Consigne.
Extrayez de la critique de Jhok Sarkar, sans aucune modification, le passage qui débute aux mots « Cela s’applique particulièrement » et se termine après « étasunienne, pour caricaturer. ».

==== Source

Je repense souvent à cet épisode, pour diverses raisons ; l’une d’entre elles, c’est que très souvent, regarder des séries de la planète entière, ça a l’air formidable sur le papier, mais ça oblige parfois à des interprétations qui peuvent être en fait contreproductives. La culture générale, comme on dit, n’est jamais totale ; il en manque toujours des bouts, en particulier lorsqu’on a affaire à une série provenant d’un pays dont l’accès aux codes culturels, historiques, religieux et/ou politiques sont peu naturels.
Cela s’applique particulièrement à la review du jour, qui porte sur le premier épisode de la série pakistanaise Jhok Sarkar. Si j’ai un peu tâté de la télévision pakistanaise au fil des années (en partie grâce à la présence de quelques chaînes sur Youtube), il reste quand même très difficile d’avoir le même aisance avec elle que, disons, la fiction étasunienne, pour caricaturer.
Et ça peut freiner la compréhension de ce que l’on regarde. Alors parlons-en.
La série a pour sujet un jeune officier de police, qui est affecté à diriger un commissariat de district à Jhok Siyal, un village du désert du Punjab pakistanais. Jusque là, c’était un propriétaire terrien du nom de Peeral qui y faisait la loi. Et du coup, la loi, bah, yen avait pas ! Surtout avec des flics locaux complètement corrompus et serviles… Peeral est donc un petit despote local, dont les hommes de main sont armés jusqu’aux dents et guidés par son fils, Meerab, qui a tous les attributs de l’odieux personnage. Les personnes les plus vulnérables de la région sont considérées par lui comme, pour reprendre leurs propres mots, des « esclaves », et c’est ce qui conduit dans ce premier épisode une jeune femme du nom de Noori et son petit ami secret Shaukat à s’échapper en pleine nuit.

========
==== Données enregistrées

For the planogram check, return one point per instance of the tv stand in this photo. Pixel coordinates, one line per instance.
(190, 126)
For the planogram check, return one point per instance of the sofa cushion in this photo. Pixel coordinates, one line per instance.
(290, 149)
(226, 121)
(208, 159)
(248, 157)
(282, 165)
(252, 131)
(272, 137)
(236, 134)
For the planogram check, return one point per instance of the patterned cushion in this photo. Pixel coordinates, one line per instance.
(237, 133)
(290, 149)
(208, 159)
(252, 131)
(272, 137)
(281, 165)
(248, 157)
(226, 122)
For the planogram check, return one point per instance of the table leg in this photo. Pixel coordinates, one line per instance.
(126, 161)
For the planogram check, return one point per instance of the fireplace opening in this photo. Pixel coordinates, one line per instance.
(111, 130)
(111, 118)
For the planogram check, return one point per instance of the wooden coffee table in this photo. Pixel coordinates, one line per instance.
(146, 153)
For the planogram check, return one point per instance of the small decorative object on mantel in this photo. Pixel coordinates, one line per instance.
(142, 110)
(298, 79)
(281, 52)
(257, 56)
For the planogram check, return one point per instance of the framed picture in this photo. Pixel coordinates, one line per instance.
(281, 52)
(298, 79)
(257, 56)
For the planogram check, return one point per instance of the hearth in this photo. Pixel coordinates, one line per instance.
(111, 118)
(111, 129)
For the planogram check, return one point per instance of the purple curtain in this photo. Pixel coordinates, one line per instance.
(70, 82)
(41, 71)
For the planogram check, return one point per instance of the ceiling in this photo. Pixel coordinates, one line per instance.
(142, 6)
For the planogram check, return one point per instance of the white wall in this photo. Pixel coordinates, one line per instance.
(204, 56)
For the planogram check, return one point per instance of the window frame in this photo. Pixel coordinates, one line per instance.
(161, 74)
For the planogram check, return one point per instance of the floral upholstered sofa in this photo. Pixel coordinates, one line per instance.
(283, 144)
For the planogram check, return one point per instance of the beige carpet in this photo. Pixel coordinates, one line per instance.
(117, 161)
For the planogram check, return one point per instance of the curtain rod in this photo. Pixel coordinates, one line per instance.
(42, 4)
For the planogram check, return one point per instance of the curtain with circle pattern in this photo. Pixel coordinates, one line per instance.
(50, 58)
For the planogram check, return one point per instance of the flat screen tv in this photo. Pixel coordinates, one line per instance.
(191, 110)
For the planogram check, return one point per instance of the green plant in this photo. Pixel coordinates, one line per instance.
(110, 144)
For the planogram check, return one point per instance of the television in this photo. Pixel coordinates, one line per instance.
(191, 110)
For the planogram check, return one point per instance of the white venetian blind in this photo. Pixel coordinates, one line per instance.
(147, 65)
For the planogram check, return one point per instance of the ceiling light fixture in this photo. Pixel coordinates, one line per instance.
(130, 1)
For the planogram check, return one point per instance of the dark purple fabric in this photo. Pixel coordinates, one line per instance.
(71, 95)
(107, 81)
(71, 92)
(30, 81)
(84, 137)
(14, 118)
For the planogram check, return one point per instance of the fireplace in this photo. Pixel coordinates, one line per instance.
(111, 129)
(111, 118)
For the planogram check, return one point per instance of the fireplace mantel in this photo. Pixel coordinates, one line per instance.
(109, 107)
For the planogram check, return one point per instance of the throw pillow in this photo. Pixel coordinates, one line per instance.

========

Solution.
Cela s’applique particulièrement à la review du jour, qui porte sur le premier épisode de la série pakistanaise Jhok Sarkar. Si j’ai un peu tâté de la télévision pakistanaise au fil des années (en partie grâce à la présence de quelques chaînes sur Youtube), il reste quand même très difficile d’avoir le même aisance avec elle que, disons, la fiction étasunienne, pour caricaturer.